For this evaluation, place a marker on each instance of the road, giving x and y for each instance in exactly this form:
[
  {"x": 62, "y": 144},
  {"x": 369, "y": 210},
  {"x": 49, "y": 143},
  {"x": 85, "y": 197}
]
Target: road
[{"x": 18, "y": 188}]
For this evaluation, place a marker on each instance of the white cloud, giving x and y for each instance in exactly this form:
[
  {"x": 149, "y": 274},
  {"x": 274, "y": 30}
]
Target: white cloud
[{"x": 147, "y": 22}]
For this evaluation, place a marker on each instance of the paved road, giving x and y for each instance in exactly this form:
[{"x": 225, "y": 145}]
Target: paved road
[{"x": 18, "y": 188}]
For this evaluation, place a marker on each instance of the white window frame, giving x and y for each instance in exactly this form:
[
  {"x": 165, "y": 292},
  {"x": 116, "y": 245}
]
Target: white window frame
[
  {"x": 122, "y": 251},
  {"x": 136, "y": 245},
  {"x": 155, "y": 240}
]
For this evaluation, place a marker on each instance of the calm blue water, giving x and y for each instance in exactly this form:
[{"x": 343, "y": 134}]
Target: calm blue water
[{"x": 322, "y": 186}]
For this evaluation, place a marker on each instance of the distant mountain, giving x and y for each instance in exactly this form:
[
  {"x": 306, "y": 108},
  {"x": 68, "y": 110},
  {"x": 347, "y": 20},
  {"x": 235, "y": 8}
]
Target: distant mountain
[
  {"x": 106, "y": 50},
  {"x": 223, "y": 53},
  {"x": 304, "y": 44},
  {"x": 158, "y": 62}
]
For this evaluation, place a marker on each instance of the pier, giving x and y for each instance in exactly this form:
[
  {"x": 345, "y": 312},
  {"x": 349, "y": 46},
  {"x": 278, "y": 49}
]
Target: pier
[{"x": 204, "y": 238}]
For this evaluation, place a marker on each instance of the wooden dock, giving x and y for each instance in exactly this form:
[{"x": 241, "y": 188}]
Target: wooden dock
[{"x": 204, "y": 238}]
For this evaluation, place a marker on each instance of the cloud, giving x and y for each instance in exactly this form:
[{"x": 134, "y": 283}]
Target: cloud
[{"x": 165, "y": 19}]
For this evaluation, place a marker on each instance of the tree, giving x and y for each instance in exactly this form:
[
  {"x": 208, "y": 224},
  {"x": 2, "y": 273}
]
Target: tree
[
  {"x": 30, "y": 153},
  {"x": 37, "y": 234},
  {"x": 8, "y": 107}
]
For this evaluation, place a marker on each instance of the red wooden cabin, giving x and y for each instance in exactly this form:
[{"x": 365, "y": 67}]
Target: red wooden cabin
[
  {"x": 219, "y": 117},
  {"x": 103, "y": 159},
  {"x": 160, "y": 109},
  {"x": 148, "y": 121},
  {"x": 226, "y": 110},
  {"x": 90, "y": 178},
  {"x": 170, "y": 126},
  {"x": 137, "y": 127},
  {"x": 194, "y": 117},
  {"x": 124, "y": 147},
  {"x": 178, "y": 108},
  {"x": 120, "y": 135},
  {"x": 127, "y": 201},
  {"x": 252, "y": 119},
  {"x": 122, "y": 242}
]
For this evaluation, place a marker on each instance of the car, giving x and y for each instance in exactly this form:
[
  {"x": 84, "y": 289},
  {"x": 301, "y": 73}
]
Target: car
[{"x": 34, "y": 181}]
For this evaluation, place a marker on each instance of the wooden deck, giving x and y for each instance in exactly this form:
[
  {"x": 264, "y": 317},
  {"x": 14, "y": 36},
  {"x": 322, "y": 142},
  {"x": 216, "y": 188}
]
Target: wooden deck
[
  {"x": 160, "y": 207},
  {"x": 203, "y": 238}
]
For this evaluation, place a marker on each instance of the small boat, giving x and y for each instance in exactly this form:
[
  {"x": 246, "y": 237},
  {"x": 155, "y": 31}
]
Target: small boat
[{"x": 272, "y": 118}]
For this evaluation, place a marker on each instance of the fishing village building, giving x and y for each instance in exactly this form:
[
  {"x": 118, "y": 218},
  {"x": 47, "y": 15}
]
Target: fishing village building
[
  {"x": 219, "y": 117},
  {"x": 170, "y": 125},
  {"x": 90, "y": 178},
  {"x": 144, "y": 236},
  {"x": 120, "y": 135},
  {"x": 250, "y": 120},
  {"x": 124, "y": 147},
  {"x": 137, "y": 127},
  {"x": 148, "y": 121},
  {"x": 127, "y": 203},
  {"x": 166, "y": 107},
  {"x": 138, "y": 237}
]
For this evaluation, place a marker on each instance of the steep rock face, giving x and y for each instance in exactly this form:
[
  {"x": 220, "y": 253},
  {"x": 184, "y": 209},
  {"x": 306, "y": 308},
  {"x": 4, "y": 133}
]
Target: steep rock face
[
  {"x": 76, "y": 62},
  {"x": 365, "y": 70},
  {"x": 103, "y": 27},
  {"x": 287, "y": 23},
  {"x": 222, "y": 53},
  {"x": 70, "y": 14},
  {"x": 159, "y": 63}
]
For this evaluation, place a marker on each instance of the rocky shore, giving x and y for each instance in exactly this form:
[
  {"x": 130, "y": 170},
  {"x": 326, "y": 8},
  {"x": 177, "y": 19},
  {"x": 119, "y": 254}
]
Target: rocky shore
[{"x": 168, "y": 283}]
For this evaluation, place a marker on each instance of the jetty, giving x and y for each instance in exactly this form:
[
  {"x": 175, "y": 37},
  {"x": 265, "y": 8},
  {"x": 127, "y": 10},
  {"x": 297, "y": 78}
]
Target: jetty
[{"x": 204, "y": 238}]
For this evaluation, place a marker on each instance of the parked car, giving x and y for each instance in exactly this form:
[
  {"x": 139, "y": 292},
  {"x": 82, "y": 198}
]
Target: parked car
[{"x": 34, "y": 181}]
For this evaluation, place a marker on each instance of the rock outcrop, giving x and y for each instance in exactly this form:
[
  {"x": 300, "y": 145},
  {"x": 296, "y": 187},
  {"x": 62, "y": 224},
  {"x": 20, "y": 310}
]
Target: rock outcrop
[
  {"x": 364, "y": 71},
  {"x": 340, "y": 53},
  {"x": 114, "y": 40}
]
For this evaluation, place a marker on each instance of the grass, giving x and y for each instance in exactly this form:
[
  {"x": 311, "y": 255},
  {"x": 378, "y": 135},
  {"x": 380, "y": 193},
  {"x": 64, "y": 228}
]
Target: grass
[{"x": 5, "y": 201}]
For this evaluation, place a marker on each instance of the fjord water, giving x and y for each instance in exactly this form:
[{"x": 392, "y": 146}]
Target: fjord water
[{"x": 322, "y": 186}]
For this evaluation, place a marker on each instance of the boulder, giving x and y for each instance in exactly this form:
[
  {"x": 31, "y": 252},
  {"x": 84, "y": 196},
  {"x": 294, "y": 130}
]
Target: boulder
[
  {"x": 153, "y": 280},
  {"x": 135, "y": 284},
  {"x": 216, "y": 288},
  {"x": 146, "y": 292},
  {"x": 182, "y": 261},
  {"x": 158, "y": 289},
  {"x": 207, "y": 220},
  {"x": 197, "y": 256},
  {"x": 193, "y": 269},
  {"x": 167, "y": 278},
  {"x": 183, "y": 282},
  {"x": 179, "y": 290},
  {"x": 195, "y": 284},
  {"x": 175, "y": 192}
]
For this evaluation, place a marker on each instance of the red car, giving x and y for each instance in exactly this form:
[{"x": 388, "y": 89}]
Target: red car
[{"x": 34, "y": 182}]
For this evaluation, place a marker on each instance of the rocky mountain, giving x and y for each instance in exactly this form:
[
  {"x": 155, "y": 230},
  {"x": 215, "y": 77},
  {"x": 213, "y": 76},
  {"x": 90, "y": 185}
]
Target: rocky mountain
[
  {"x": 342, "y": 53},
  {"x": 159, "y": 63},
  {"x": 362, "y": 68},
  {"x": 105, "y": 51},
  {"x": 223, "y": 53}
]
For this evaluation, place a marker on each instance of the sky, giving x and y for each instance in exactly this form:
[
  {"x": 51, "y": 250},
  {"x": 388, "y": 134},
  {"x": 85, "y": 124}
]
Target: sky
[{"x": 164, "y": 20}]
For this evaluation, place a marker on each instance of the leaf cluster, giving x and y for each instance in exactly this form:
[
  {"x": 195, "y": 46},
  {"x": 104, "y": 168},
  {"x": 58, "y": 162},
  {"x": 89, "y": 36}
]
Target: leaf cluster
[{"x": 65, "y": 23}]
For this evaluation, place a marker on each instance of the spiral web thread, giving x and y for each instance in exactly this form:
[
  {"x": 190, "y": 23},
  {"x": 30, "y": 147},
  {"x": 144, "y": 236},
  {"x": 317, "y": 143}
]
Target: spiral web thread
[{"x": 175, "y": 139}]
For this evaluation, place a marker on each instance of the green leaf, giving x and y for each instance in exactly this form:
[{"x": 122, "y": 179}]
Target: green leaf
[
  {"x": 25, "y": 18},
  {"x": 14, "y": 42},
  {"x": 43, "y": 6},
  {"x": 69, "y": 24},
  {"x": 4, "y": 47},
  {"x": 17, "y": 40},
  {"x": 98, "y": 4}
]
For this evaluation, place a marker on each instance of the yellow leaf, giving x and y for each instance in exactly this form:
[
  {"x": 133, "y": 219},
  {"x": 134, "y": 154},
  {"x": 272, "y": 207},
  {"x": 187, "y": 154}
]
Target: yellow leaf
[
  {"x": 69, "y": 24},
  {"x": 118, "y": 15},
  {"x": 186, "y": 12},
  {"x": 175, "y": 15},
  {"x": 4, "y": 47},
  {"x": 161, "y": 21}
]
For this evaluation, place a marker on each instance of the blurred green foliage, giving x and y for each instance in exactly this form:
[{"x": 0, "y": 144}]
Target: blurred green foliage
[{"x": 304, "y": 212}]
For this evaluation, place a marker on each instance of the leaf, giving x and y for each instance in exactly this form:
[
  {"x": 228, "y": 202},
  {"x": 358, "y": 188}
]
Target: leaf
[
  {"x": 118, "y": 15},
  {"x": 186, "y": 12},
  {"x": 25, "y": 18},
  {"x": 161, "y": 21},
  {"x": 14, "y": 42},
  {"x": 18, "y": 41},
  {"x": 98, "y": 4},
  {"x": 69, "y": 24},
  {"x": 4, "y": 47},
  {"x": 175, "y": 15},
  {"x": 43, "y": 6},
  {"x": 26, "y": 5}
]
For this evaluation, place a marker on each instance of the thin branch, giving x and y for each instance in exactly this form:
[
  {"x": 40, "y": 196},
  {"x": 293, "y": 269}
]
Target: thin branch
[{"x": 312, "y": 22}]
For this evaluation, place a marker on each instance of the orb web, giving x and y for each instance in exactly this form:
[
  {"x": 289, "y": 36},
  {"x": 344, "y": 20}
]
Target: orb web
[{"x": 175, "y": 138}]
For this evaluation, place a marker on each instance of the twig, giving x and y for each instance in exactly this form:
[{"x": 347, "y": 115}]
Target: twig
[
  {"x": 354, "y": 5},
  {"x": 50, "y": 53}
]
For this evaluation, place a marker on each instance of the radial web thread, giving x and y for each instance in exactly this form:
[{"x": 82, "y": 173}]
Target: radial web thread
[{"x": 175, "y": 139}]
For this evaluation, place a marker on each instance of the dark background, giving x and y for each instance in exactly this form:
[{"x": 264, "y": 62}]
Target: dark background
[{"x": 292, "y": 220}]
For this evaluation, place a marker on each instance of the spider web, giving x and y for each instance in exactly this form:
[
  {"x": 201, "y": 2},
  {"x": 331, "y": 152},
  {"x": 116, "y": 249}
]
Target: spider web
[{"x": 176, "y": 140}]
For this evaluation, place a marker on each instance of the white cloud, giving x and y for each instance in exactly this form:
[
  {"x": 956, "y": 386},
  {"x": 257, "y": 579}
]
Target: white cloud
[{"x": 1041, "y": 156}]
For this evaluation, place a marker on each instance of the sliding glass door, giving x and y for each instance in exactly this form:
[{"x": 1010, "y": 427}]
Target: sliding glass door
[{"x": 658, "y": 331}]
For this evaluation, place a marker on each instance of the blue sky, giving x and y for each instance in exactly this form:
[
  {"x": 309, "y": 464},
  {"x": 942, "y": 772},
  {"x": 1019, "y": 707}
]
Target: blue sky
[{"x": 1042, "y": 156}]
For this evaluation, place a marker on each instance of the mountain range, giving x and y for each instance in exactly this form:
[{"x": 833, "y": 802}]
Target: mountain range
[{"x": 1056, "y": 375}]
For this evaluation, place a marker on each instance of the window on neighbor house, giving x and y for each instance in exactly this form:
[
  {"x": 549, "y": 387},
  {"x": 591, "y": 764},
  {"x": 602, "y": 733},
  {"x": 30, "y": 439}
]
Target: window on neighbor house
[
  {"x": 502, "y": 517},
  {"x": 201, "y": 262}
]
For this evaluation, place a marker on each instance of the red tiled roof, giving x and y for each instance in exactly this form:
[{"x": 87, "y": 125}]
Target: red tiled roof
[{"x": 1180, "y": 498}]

━━━━━━━━━━

Begin with the line that contains "of the sliding" and quote each line after it exactly, stopping after the last line of the data.

For this evaluation, place a marker on each instance of the sliding glass door, giving x and y for each instance in exactly this form:
[{"x": 1010, "y": 427}]
Target: sliding glass door
[{"x": 658, "y": 331}]
For this evaluation, place a marker on each instance of the blue sky, giving x and y for each instance in exactly this form:
[
  {"x": 309, "y": 464},
  {"x": 942, "y": 772},
  {"x": 1019, "y": 707}
]
Target: blue sky
[{"x": 1042, "y": 156}]
For this evaluation, place a marker on each instance of the mountain range, giving x and y for each instance in exactly this form:
[{"x": 833, "y": 802}]
Target: mountain range
[{"x": 1056, "y": 375}]
For this evaluation, place a marker on each instance of the window on neighbor house, giving x and y for each instance in exactly this form:
[
  {"x": 549, "y": 387},
  {"x": 591, "y": 764},
  {"x": 602, "y": 733},
  {"x": 30, "y": 439}
]
Target: window on neighbor house
[
  {"x": 502, "y": 517},
  {"x": 201, "y": 262}
]
For this evaluation, place a marker on each instance of the red tiled roof, giving x and y for each instance in exactly this form:
[{"x": 87, "y": 125}]
Target: red tiled roof
[{"x": 1180, "y": 498}]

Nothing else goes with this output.